**TASK BRIEF**
Locate every line in the data below that contains the string "prompts" and copy each of those lines.

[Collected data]
══════

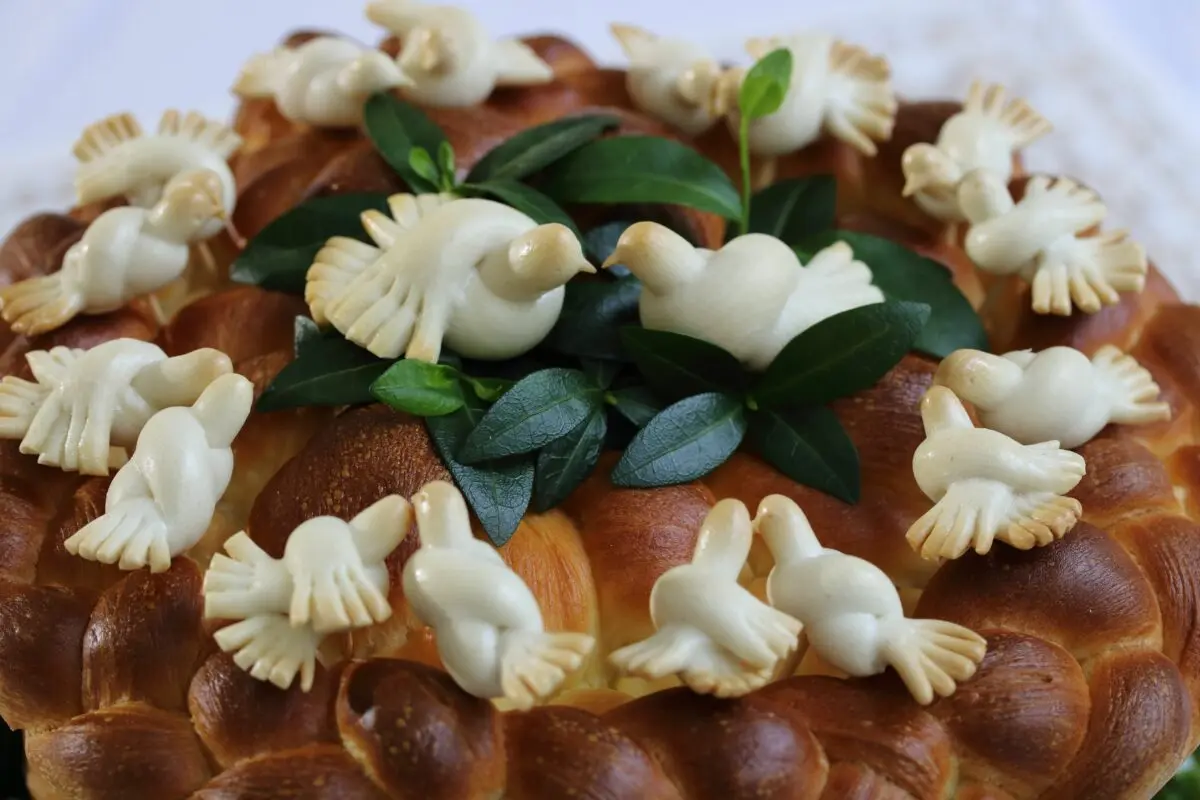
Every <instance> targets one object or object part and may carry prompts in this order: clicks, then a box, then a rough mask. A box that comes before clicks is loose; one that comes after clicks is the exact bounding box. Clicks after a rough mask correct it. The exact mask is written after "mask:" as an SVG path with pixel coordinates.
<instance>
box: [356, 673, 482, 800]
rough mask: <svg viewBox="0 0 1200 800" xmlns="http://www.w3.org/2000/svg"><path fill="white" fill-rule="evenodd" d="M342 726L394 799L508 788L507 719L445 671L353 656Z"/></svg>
mask: <svg viewBox="0 0 1200 800" xmlns="http://www.w3.org/2000/svg"><path fill="white" fill-rule="evenodd" d="M337 728H338V730H340V732H341V735H342V741H343V742H344V745H346V747H347V750H348V751H349V752H350V754H352V756H354V758H355V759H356V760H358V762H359V764H361V765H362V768H364V770H365V771H366V774H367V775H370V776H371V778H372V780H373V781H374V782H376V783H378V784H379V786H380V787H383V788H384V789H385V790H386V792H388V793H389V794H390V795H391V796H396V798H413V799H414V800H415V799H416V798H427V799H428V800H440V799H443V798H445V799H446V800H458V799H460V798H484V796H490V795H491V794H493V793H499V792H500V790H502V789H503V788H504V781H505V778H504V775H505V747H504V723H503V720H502V717H500V714H499V712H498V711H497V710H496V708H494V706H493V705H492V704H491V703H490V702H488V700H482V699H479V698H475V697H469V696H468V694H466V693H464V692H463V691H462V690H460V688H458V686H457V685H455V682H454V681H452V680H451V679H450V676H449V675H446V674H445V673H444V672H440V670H437V669H433V668H431V667H425V666H422V664H416V663H412V662H406V661H390V660H386V658H380V660H374V661H368V662H365V663H353V664H350V666H349V667H348V668H347V670H346V676H344V679H343V680H342V687H341V691H340V692H338V696H337Z"/></svg>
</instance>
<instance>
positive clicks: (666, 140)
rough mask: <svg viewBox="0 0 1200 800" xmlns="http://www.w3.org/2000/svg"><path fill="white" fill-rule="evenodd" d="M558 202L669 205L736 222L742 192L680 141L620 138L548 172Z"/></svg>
mask: <svg viewBox="0 0 1200 800" xmlns="http://www.w3.org/2000/svg"><path fill="white" fill-rule="evenodd" d="M540 186H541V190H542V191H544V192H546V194H548V196H551V197H552V198H554V199H556V200H558V201H559V203H602V204H614V203H664V204H672V205H684V206H689V207H692V209H697V210H700V211H708V212H712V213H716V215H720V216H722V217H726V218H732V219H736V218H738V217H739V216H740V213H742V200H740V198H739V197H738V190H737V188H736V187H734V186H733V184H732V182H731V181H730V179H728V176H727V175H726V174H725V170H722V169H721V168H720V167H718V166H716V164H715V163H713V162H712V161H709V160H708V158H706V157H704V156H702V155H700V154H698V152H696V151H695V150H694V149H691V148H689V146H688V145H685V144H682V143H679V142H673V140H671V139H664V138H660V137H652V136H620V137H613V138H611V139H598V140H595V142H592V143H589V144H586V145H583V146H582V148H580V149H578V150H576V151H575V152H572V154H570V155H569V156H566V157H565V158H563V160H562V161H559V162H558V163H556V164H554V166H553V167H551V168H550V169H547V170H546V172H545V173H544V178H542V181H541V184H540Z"/></svg>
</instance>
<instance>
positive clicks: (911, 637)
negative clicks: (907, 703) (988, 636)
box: [881, 618, 988, 705]
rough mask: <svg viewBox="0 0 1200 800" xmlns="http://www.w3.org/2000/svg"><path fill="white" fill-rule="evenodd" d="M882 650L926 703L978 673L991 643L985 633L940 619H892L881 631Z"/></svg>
mask: <svg viewBox="0 0 1200 800" xmlns="http://www.w3.org/2000/svg"><path fill="white" fill-rule="evenodd" d="M881 633H882V636H883V646H882V654H883V657H884V658H886V660H887V662H888V663H889V664H892V667H893V668H894V669H895V670H896V673H899V675H900V679H901V680H902V681H904V684H905V686H906V687H907V688H908V691H910V692H911V693H912V696H913V698H914V699H916V700H917V702H918V703H920V704H922V705H929V704H930V703H932V702H934V697H935V694H936V696H940V697H949V696H950V694H953V693H954V690H955V687H956V686H958V684H959V682H961V681H964V680H967V679H970V678H971V676H972V675H974V673H976V669H977V667H978V663H979V661H982V660H983V656H984V652H985V651H986V649H988V643H986V642H985V640H984V638H983V637H982V636H979V634H978V633H976V632H974V631H971V630H968V628H965V627H962V626H961V625H955V624H953V622H947V621H943V620H936V619H905V618H899V619H894V620H889V621H888V622H886V624H884V628H883V630H882V631H881Z"/></svg>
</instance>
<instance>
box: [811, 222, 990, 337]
mask: <svg viewBox="0 0 1200 800" xmlns="http://www.w3.org/2000/svg"><path fill="white" fill-rule="evenodd" d="M835 241H844V242H846V243H847V245H850V246H851V247H852V248H853V251H854V258H857V259H858V260H860V261H863V263H864V264H866V265H868V266H869V267H871V275H872V276H874V277H872V281H874V283H875V284H876V285H877V287H880V289H882V290H883V293H884V294H886V295H887V296H889V297H894V299H896V300H908V301H911V302H923V303H925V305H928V306H929V307H930V309H931V311H930V315H929V323H926V325H925V327H924V330H922V332H920V336H918V337H917V341H916V342H914V343H913V349H914V350H919V351H920V353H926V354H929V355H931V356H934V357H935V359H944V357H946V356H948V355H949V354H950V353H954V351H955V350H959V349H971V350H984V351H986V350H988V333H986V331H985V330H984V327H983V320H980V319H979V314H977V313H976V311H974V308H972V307H971V302H970V301H968V300H967V299H966V297H965V296H964V295H962V293H961V291H959V288H958V287H955V285H954V281H953V278H952V276H950V271H949V270H947V269H946V267H944V266H942V265H941V264H938V263H937V261H935V260H934V259H931V258H925V257H924V255H922V254H919V253H914V252H912V251H911V249H908V248H907V247H905V246H904V245H900V243H898V242H894V241H892V240H890V239H883V237H882V236H872V235H870V234H862V233H857V231H851V230H830V231H826V233H823V234H817V235H812V236H809V237H806V239H805V240H804V242H803V253H804V255H803V257H804V258H805V260H808V257H809V255H810V254H811V253H815V252H817V251H818V249H821V248H822V247H827V246H829V245H832V243H834V242H835ZM790 243H791V242H790Z"/></svg>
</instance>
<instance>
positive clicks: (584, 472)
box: [533, 403, 608, 512]
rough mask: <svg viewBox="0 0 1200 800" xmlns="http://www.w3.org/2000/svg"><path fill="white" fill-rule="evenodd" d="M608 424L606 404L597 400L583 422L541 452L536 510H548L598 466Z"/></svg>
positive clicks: (536, 476) (560, 502)
mask: <svg viewBox="0 0 1200 800" xmlns="http://www.w3.org/2000/svg"><path fill="white" fill-rule="evenodd" d="M607 432H608V426H607V423H606V421H605V411H604V405H602V404H600V403H596V405H595V407H594V408H593V409H592V413H590V414H589V415H588V417H587V419H586V420H583V422H581V423H580V425H577V426H576V427H575V429H574V431H571V432H570V433H568V434H566V435H565V437H563V438H560V439H556V440H554V441H551V443H550V444H548V445H546V446H545V447H542V449H541V451H540V452H539V453H538V468H536V471H535V474H534V488H533V495H534V510H535V511H539V512H540V511H548V510H550V509H553V507H554V506H557V505H559V504H562V503H563V500H565V499H566V498H568V497H569V495H570V494H571V492H574V491H575V487H577V486H578V485H580V483H582V482H583V480H584V479H586V477H587V476H588V475H590V474H592V470H594V469H595V467H596V462H598V461H600V451H601V450H602V449H604V440H605V434H606V433H607Z"/></svg>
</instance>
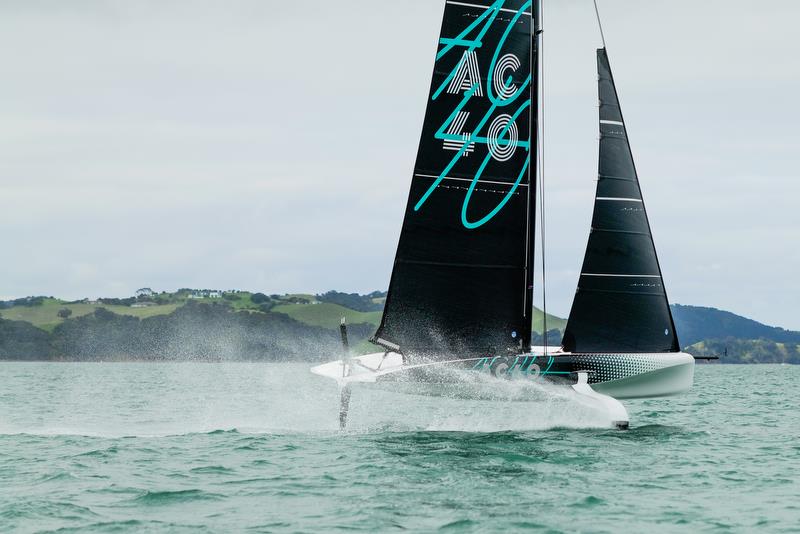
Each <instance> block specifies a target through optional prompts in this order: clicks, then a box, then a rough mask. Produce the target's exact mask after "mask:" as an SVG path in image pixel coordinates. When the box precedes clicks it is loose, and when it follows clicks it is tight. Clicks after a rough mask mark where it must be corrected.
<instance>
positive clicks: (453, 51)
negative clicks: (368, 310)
mask: <svg viewBox="0 0 800 534" xmlns="http://www.w3.org/2000/svg"><path fill="white" fill-rule="evenodd" d="M534 11H535V10H534V9H533V3H532V2H531V0H527V1H525V0H505V1H504V0H497V1H495V2H493V3H492V4H491V5H489V6H480V5H478V4H476V3H466V2H455V1H448V2H447V3H446V5H445V12H444V17H443V22H442V30H441V35H440V39H439V44H440V47H439V51H438V53H437V56H436V63H435V66H434V73H433V80H432V83H431V89H430V96H429V100H428V107H427V111H426V114H425V121H424V124H423V131H422V137H421V140H420V145H419V150H418V153H417V161H416V164H415V167H414V176H413V178H412V182H411V191H410V194H409V198H408V204H407V207H406V214H405V219H404V222H403V228H402V231H401V235H400V241H399V244H398V247H397V255H396V257H395V262H394V268H393V270H392V278H391V282H390V284H389V293H388V296H387V300H386V306H385V308H384V313H383V318H382V320H381V325H380V327H379V328H378V331H377V333H376V334H375V338H374V339H376V340H377V339H381V340H383V341H384V342H389V343H392V344H395V345H399V346H400V349H401V350H402V351H403V352H404V353H405V354H406V355H412V356H413V355H415V354H424V355H426V356H428V357H431V358H435V359H450V358H454V357H464V356H468V355H484V354H492V353H498V352H503V353H504V352H505V351H506V349H508V348H514V347H516V348H521V347H525V348H527V344H528V343H529V340H530V327H531V316H530V306H531V299H530V298H529V292H528V291H529V285H530V283H531V282H530V280H529V278H528V274H527V273H528V269H529V267H530V261H532V259H531V258H530V256H531V254H530V253H529V248H530V249H532V247H529V244H528V240H529V239H533V234H532V232H531V231H530V228H529V221H530V219H532V218H533V215H532V214H530V213H529V210H531V209H532V208H533V205H534V204H533V203H531V202H530V195H532V194H533V193H532V192H531V189H532V180H531V177H532V173H533V172H534V171H533V168H532V166H531V158H530V156H531V149H532V142H531V141H532V139H531V137H530V133H531V115H535V113H536V109H535V108H533V109H531V104H532V102H531V92H532V88H533V87H534V86H535V80H533V79H532V76H531V63H532V59H531V33H532V32H531V26H532V20H531V19H532V13H533V12H534Z"/></svg>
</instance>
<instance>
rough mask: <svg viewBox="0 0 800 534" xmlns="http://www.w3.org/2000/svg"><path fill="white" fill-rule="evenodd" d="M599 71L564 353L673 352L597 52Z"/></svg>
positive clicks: (621, 126)
mask: <svg viewBox="0 0 800 534" xmlns="http://www.w3.org/2000/svg"><path fill="white" fill-rule="evenodd" d="M597 68H598V91H599V97H600V113H599V128H600V157H599V163H598V181H597V191H596V194H595V205H594V215H593V217H592V231H591V233H590V235H589V241H588V244H587V246H586V255H585V257H584V262H583V267H582V269H581V274H580V276H579V279H578V289H577V291H576V293H575V299H574V301H573V304H572V309H571V311H570V315H569V318H568V320H567V326H566V328H565V331H564V340H563V346H564V350H566V351H569V352H579V353H599V352H676V351H679V350H680V348H679V343H678V337H677V334H676V333H675V327H674V323H673V320H672V313H671V311H670V309H669V301H668V299H667V294H666V290H665V288H664V282H663V279H662V275H661V267H660V265H659V263H658V257H657V254H656V249H655V244H654V242H653V237H652V233H651V230H650V223H649V221H648V219H647V212H646V211H645V205H644V200H643V199H642V192H641V188H640V186H639V178H638V175H637V173H636V167H635V165H634V162H633V156H632V153H631V149H630V144H629V142H628V135H627V131H626V128H625V122H624V119H623V116H622V111H621V108H620V105H619V98H618V96H617V92H616V88H615V86H614V79H613V76H612V74H611V69H610V67H609V62H608V55H607V53H606V51H605V49H602V48H601V49H599V50H598V51H597Z"/></svg>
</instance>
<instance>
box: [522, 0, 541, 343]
mask: <svg viewBox="0 0 800 534" xmlns="http://www.w3.org/2000/svg"><path fill="white" fill-rule="evenodd" d="M541 4H542V3H541V0H534V2H533V7H532V13H533V24H532V26H531V67H530V68H531V73H532V77H533V80H532V86H531V108H530V119H529V120H530V139H531V150H530V154H529V164H528V175H529V176H530V179H529V183H530V187H529V188H528V210H527V216H528V234H527V237H526V244H525V257H526V260H527V262H528V264H527V267H526V269H525V288H524V291H525V302H524V314H525V318H526V322H525V326H524V327H523V331H522V336H521V338H522V342H521V345H522V348H523V349H524V350H528V349H529V348H530V346H531V338H532V329H533V296H534V272H535V266H536V261H535V259H536V191H537V185H538V182H537V179H538V169H539V166H538V157H539V153H538V152H539V50H540V48H539V35H540V34H541V26H540V25H541V20H542V19H541Z"/></svg>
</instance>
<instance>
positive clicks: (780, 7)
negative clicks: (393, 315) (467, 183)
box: [0, 0, 800, 329]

══════

**RESPONSE AREA**
Every <instance> targets one object or object part and may carry prompts in this order: clicks, then a box, then a rough mask. A box that comes before clicks is loose; one that comes after clicks is the exact bounding box. Clicks after a rough mask correct it. The exact mask is written after "mask:" as an SVG path with pixel coordinates.
Each <instance> block specifies a target through optional prompts in this order: clicks, then a box, then a rough mask. Produce the target's exact mask after "mask:" as an SVG path in image pixel coordinates. When the box precedes clicks it is loose, and when it follows clicks it is tight. Clicks after a rough mask mark where it must be corrected.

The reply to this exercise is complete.